* **Passage**

:::

Davis (The Masterpiece) brings to life another New York City landmark through the story of two midcentury women. Hazel Riley and Maxine Mead meet as USO performers in Italy at the end of World War II, unexpectedly becoming lifelong friends. Hazel lived a fairly sheltered life in a renowned theater family while Maxine faced discrimination owing to her German-born grandmother. Yet the two young women come together to fight an injustice and find common ground. After the war, Hazel checks in to the Chelsea Hotel, renowned residence of artists, musicians, writers, and actors, which Maxine had once called home. Inspired by her surroundings, Hazel pens a play based on her experience in Italy that is soon Broadway bound. Maxine arrives from Hollywood to star, but she has a secret that will tear them apart. In the days of McCarthy's Red Scare, Hazel is labeled a communist. With her career in jeopardy and her colleagues in danger, Hazel realizes that she can no longer trust Maxine. VERDICT This novel in three acts brings to vivid life the McCarthy era and its impact on the entertainment industry in a heartbreaking tale of the friendship of two brave women. [See Prepub Alert, 1/23/19.]--Catherine Coyne, Mansfield P.L., MA

Copyright 2019 Library Journal, LLC Used with permission.



Kirkus

May 15, 2019
Perennial Broadway understudy Hazel Ripley and center-stage bombshell Maxine Mead formed a close bond as performers touring with the USO during World War ll. Now that they've been home for five years, can their friendship survive the McCarthy-era witch hunt for Communists in show business? Davis (The Masterpiece, 2018, etc.) has built her brand crafting historical fiction set at New York landmarks like the Barbizon Hotel, the Dakota apartment building, and Grand Central Terminal. Now readers are taken behind the doors of the storied Chelsea Hotel, a creative oasis for artists and freethinkers, as Hazel and Maxine try to navigate the Broadway theater scene. While Hazel has never enjoyed success onstage, she discovers a talent for playwriting and directing. Her career is off to a promising start, especially since bestie Maxine has agreed to use her star power as a box office draw for Hazel's show. Their drama unfolds offstage when both women are named on a list of Communist sympathizers and must testify about suspected anti-American activities. With a high-stakes storyline that should be tension-filled, the novel unfortunately features prose that is expository and flat. Maxine's diary confessionals fail to give any insight into her inner life and seem only to serve as information downloads. Even revelations that should shock evoke a tepid response, probably because the buildup has been so noncompelling. Thankfully, Hazel's relationships--with everyone from her mother to a private investigator working in tandem with the FBI--are more engaging and complex. Notably absent from the cast list, though, is the Chelsea Hotel itself. In Davis' previous novels, the setting plays an integral role in the storyline. Here, though, the sparse descriptions of the site seem to be almost an afterthought. Hazel and Maxine could have been living at a Holiday Inn and it would have had no effect on the telling. A forced effort to leverage interest around the legendary Chelsea Hotel, this novel is a miss.

:::

Lines of data

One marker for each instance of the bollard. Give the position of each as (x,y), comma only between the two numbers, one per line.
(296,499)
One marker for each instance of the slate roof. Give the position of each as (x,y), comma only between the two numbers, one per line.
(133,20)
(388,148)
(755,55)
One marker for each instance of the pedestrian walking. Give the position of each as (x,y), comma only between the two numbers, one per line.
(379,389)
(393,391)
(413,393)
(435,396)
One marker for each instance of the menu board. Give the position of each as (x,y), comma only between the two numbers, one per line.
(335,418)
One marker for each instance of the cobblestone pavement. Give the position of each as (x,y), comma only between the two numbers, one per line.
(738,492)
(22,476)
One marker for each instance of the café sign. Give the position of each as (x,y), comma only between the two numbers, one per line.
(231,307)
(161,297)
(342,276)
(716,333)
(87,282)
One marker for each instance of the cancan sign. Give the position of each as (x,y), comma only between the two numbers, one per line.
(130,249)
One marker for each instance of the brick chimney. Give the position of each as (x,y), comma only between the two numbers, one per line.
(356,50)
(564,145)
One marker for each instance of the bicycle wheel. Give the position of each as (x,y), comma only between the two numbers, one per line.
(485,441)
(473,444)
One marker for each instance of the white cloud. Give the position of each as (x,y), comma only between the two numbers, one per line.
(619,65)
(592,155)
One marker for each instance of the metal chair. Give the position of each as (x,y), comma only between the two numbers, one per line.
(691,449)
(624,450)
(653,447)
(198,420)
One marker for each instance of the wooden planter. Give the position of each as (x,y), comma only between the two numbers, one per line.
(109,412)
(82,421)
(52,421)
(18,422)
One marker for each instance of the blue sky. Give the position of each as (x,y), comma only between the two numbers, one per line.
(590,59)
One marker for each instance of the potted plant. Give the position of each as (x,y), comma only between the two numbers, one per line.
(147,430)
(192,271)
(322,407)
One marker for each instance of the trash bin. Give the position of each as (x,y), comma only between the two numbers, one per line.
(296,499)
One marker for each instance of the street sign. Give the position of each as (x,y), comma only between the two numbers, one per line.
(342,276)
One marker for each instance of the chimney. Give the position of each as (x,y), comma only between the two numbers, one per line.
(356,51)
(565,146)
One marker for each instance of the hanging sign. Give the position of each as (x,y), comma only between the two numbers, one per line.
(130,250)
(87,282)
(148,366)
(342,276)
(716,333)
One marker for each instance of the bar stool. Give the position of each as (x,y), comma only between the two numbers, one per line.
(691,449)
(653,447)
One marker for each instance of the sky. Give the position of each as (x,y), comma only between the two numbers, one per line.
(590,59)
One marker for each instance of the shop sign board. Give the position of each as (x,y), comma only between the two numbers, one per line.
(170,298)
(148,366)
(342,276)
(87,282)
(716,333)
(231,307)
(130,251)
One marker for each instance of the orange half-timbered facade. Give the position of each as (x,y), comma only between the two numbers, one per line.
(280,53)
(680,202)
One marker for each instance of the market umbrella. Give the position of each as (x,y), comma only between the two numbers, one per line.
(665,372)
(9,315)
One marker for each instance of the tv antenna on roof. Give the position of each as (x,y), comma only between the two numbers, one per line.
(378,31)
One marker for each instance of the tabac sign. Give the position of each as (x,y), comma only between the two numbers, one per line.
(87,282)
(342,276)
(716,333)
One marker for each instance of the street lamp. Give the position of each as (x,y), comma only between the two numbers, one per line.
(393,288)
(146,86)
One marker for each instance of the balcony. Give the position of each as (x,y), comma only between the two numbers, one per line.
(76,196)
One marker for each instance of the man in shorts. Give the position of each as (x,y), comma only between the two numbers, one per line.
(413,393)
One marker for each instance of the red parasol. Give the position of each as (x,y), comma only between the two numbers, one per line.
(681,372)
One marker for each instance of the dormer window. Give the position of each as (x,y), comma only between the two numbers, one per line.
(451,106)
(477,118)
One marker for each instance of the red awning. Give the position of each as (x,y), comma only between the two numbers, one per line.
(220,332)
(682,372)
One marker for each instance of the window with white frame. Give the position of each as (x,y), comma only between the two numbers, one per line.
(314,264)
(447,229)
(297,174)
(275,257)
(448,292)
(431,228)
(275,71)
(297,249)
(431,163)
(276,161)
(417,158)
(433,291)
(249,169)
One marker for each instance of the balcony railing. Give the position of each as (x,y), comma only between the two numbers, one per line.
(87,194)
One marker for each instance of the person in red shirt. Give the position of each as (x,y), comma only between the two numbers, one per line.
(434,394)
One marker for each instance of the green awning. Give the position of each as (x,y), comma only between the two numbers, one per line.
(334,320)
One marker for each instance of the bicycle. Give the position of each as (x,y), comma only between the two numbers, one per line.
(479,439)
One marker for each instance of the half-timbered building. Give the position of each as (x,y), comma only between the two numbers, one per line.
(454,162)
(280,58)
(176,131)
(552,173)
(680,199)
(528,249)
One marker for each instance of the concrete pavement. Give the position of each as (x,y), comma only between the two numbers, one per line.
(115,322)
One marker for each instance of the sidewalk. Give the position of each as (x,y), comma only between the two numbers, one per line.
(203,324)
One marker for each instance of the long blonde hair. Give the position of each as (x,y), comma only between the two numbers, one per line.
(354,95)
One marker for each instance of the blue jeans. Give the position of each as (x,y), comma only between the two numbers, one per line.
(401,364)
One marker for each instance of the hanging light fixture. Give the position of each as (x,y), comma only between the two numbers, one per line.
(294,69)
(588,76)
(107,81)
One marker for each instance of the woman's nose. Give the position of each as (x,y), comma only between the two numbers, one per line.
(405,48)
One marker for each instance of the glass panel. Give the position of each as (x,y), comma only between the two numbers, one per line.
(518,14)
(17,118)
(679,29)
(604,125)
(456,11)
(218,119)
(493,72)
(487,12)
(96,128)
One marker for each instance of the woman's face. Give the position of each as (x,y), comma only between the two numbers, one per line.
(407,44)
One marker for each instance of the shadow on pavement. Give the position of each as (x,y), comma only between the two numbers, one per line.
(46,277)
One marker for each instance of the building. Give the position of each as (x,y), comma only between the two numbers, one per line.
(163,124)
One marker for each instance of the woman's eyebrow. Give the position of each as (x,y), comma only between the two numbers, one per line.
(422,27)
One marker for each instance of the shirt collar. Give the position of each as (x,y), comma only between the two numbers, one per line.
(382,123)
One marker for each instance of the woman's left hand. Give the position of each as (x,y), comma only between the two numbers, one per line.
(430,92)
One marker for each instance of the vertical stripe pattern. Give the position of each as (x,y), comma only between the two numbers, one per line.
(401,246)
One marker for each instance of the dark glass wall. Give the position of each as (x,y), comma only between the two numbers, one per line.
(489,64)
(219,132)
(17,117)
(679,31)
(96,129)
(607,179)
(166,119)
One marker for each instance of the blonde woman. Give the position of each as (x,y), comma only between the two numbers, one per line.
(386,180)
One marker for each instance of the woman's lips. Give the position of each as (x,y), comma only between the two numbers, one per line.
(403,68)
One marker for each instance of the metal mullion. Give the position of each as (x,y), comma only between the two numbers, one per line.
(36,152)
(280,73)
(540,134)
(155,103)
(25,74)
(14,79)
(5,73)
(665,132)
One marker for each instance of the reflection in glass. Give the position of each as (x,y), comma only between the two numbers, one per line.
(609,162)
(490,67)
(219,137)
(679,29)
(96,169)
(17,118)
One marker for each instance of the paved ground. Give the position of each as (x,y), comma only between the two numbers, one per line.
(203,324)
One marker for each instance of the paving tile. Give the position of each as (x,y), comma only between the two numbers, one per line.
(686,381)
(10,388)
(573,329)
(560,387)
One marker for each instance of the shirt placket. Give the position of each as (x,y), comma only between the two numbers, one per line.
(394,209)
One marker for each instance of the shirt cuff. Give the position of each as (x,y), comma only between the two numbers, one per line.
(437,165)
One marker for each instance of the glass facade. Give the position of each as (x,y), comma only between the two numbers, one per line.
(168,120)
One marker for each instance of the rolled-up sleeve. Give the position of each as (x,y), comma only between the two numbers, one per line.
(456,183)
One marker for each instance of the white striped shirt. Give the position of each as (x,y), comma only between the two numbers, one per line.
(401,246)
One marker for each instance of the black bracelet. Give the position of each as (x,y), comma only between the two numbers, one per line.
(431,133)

:::

* **To be done**
Resume the reviews of the Chelsea Hotel novel, starting right after their last sentence.

* **Expected answer**
COPYRIGHT(2019) Kirkus Reviews, ALL RIGHTS RESERVED.



Booklist

June 1, 2019
From trading lines on a 1945 USO tour in Naples to comparing character notes in the Chelsea Hotel in the 1960s, Hazel and Maxine have stories to spare. Their lives revolve around the theater. They've performed for everyone from men all too happy for a wartime distraction to upper-class theater patrons who know the script better than the actors themselves; they can't imagine living without an audience. Though they weren't instant friends, Hazel and Maxine have learned to lean on each other through comedies and tragedies on and off the stage. But when Maxine reveals a secret that threatens the integrity of their livelihood, Hazel isn't sure if she can ever overcome the betrayal. Davis (The Masterpiece, 2018) writes this compelling portrait of female friendship through some of the most dramatic decades in history, weaving true events, romance, intrigue, and the long-felt effects of blacklisting. The scope and scale of this sweeping novel will please historical fiction aficionados and fans of Chris Greenhalgh's Seducing Ingrid Bergman (2012) and Alexander Rosenberg's The Girl from Krakow (2015).(Reprinted with permission of Booklist, copyright 2019, American Library Association.)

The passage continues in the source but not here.